Source data
————

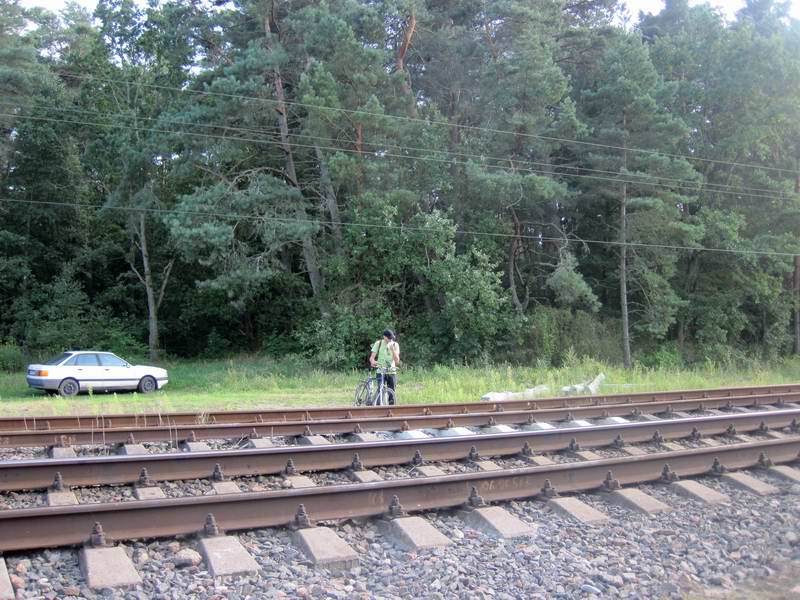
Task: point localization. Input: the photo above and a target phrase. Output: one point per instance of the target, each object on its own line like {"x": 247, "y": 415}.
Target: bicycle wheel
{"x": 388, "y": 396}
{"x": 362, "y": 393}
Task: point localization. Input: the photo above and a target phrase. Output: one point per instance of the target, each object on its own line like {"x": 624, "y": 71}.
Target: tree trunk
{"x": 400, "y": 65}
{"x": 329, "y": 195}
{"x": 146, "y": 279}
{"x": 520, "y": 305}
{"x": 309, "y": 251}
{"x": 623, "y": 261}
{"x": 623, "y": 279}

————

*EXERCISE GOAL*
Skip the pictures, then return the rest of the data exactly.

*RESPONSE*
Task: point localization. Input: the photo above and a target phrase. Output: one point per instance of the target, each object on its own line like {"x": 247, "y": 415}.
Target: bicycle wheel
{"x": 388, "y": 396}
{"x": 362, "y": 393}
Task: point localization. Input: the photo above and a target phrase. Output: one point per instance of the target, each object on its own line like {"x": 624, "y": 71}.
Target: tree trunk
{"x": 400, "y": 65}
{"x": 329, "y": 195}
{"x": 146, "y": 279}
{"x": 520, "y": 305}
{"x": 309, "y": 251}
{"x": 623, "y": 261}
{"x": 623, "y": 279}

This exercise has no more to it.